YOUR INSTRUCTIONS.
Make a numbered list of everything from the line containing "(104,206) (no space after the comma)." down to the last of the lines below, skipping any blank lines.

DATA FOR PROCESSING.
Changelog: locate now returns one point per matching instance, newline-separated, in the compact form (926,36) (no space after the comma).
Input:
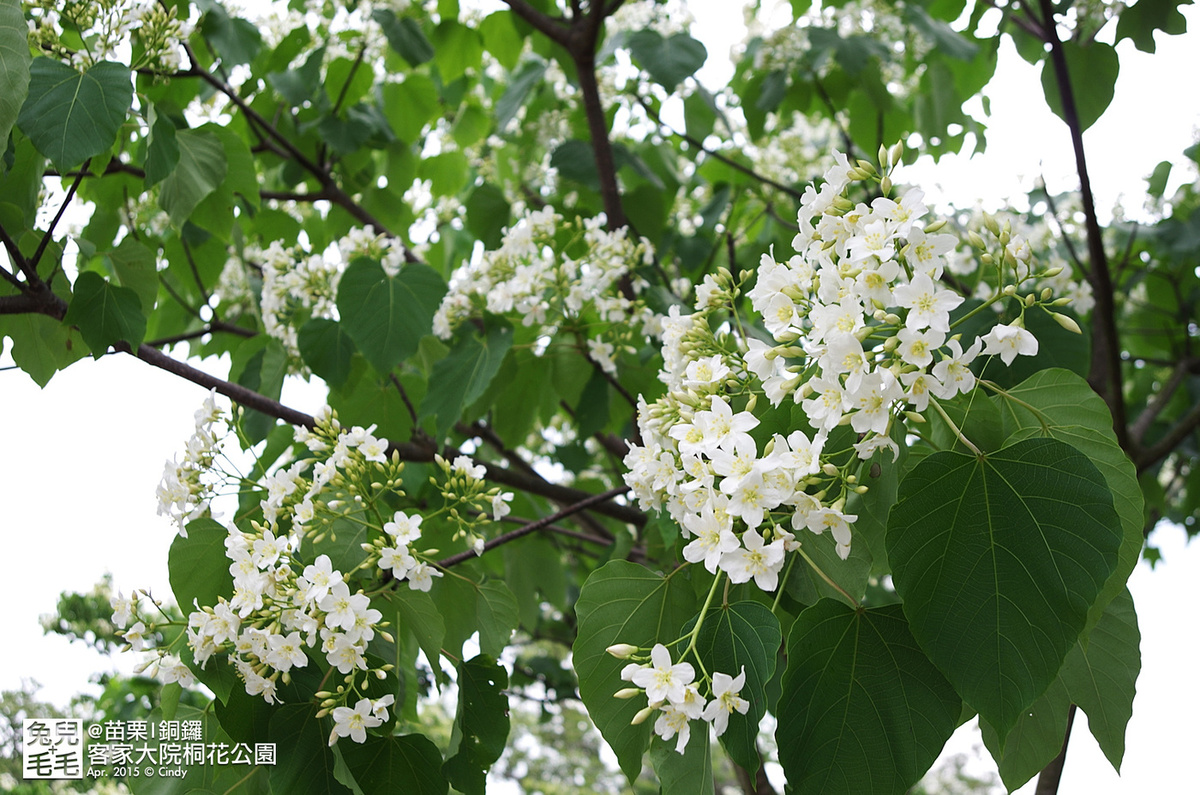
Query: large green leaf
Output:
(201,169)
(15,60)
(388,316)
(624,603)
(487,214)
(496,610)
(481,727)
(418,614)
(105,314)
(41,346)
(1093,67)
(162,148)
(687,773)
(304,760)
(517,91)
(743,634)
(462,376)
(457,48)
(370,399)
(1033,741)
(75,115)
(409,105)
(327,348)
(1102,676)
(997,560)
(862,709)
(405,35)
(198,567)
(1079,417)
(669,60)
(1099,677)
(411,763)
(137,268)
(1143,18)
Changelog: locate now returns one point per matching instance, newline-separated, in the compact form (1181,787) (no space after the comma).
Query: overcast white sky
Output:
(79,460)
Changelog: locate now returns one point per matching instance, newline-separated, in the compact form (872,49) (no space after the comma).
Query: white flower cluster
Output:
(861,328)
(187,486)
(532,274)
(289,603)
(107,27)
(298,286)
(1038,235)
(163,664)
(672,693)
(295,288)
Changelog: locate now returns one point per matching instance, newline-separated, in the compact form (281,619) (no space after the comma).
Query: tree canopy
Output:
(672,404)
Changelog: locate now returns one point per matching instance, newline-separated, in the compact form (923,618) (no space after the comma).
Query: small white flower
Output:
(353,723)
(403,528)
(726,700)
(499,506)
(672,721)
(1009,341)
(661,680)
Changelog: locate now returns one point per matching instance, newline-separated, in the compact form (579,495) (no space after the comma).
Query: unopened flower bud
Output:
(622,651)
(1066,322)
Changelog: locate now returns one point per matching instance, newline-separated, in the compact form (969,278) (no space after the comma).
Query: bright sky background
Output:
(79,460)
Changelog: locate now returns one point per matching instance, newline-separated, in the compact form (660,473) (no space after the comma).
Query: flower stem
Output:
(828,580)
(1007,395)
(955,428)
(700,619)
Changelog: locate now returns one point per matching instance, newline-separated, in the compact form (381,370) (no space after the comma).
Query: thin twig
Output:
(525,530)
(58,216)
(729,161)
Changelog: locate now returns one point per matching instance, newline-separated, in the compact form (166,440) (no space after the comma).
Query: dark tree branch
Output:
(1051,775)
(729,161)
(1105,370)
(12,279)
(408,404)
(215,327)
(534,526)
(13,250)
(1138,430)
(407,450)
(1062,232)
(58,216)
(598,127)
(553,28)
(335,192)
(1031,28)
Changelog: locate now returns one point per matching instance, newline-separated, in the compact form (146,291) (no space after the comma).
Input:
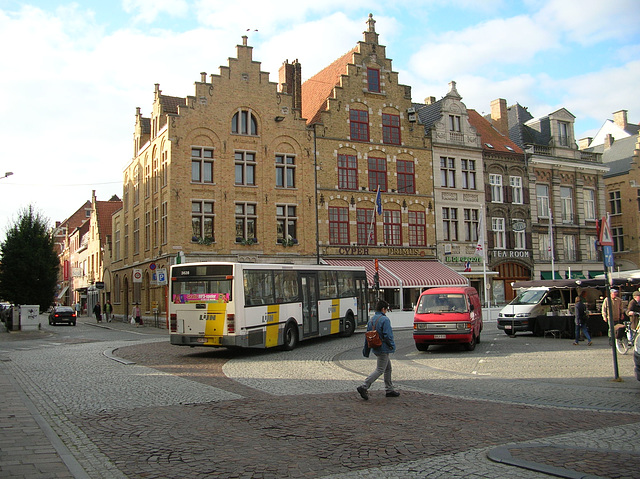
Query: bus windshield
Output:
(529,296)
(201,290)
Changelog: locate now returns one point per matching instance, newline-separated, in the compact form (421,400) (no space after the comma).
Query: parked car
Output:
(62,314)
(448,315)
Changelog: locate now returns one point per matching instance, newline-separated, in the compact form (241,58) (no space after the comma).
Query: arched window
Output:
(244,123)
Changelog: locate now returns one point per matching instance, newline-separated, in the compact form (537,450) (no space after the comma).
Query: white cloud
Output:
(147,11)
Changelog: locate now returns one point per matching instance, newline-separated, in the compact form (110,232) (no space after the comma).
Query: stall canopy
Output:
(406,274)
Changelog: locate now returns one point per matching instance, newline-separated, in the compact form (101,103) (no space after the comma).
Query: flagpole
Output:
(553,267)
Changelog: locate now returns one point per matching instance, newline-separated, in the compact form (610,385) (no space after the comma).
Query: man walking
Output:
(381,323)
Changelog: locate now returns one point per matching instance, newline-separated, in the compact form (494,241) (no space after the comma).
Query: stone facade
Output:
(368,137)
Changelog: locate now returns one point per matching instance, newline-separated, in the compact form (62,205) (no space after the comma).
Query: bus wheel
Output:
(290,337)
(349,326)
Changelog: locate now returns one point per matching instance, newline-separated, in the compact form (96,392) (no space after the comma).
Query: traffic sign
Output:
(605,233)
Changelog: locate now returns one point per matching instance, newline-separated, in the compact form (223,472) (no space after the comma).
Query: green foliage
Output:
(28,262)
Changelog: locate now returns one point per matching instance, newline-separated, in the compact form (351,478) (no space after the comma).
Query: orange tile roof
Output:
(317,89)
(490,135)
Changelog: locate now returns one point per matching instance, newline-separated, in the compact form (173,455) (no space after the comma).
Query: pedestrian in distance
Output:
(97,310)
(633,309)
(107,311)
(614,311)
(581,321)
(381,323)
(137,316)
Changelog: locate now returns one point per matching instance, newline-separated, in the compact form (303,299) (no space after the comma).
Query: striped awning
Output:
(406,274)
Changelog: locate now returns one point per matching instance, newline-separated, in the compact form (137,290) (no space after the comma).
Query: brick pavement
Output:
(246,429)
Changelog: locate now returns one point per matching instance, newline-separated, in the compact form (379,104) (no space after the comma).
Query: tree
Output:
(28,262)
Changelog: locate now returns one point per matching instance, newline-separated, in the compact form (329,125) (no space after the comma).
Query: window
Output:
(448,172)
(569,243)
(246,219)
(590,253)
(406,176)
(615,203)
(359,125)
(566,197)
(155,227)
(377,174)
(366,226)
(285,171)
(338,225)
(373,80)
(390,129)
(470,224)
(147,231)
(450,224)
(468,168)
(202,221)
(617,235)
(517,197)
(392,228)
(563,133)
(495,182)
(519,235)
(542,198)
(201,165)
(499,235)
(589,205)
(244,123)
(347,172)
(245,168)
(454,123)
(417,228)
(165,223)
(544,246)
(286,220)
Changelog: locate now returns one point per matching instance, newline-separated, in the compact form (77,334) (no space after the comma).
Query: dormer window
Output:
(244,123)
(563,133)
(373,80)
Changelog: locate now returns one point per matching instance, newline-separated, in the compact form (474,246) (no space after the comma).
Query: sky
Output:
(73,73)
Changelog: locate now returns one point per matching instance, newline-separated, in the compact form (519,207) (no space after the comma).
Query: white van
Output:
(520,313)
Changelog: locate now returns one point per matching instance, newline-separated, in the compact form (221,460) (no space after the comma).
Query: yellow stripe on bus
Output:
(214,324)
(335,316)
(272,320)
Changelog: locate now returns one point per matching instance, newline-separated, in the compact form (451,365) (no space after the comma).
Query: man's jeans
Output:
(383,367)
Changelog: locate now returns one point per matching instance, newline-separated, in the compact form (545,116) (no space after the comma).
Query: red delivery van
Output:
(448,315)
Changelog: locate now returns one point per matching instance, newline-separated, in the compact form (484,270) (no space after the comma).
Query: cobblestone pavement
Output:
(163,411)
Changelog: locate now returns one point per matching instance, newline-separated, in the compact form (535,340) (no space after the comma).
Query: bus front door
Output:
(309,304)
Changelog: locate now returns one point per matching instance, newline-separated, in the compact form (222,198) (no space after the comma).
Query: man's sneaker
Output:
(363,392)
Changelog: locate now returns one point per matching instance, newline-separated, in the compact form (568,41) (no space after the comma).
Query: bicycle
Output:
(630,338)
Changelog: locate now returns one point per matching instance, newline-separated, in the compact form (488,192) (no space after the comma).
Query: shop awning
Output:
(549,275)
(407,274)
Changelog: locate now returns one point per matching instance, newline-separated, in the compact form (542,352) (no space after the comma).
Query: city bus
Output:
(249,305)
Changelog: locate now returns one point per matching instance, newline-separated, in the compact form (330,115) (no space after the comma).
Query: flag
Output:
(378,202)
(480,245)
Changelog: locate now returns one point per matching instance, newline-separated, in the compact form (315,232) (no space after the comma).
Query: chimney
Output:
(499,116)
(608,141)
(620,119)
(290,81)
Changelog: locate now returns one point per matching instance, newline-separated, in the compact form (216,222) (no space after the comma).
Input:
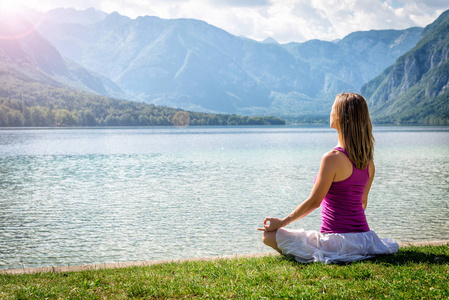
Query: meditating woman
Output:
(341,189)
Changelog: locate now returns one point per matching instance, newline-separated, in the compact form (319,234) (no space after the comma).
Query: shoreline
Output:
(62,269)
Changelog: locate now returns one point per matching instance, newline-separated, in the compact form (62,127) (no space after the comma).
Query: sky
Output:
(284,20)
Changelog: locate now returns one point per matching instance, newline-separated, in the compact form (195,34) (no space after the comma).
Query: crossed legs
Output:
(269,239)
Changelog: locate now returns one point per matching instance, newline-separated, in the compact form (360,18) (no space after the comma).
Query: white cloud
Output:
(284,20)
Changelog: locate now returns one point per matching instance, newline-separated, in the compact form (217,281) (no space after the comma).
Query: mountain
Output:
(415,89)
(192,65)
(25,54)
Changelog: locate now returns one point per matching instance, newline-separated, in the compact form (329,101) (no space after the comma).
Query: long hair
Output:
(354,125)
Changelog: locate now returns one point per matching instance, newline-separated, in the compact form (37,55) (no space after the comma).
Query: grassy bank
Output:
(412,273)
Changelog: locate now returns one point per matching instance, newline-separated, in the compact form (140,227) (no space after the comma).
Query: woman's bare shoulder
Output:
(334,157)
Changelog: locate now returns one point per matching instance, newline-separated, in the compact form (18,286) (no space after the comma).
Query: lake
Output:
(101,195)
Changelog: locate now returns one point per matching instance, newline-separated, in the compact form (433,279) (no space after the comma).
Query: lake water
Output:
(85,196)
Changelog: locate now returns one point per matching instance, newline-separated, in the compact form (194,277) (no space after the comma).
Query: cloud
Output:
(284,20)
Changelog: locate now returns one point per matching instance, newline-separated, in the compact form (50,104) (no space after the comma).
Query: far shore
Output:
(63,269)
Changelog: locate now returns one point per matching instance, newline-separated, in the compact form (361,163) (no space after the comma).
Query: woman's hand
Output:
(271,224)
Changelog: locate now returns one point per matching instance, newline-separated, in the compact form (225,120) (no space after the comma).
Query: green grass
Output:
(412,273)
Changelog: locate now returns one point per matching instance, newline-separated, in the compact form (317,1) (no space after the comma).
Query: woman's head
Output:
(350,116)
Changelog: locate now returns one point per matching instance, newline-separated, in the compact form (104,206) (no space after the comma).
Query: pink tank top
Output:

FINISHED EXERCISE.
1. Changelog: locate now returns one point per matching instance, newline-separated, in the compact form (104,206) (no space after the comma).
2. Query: pink tank top
3. Output:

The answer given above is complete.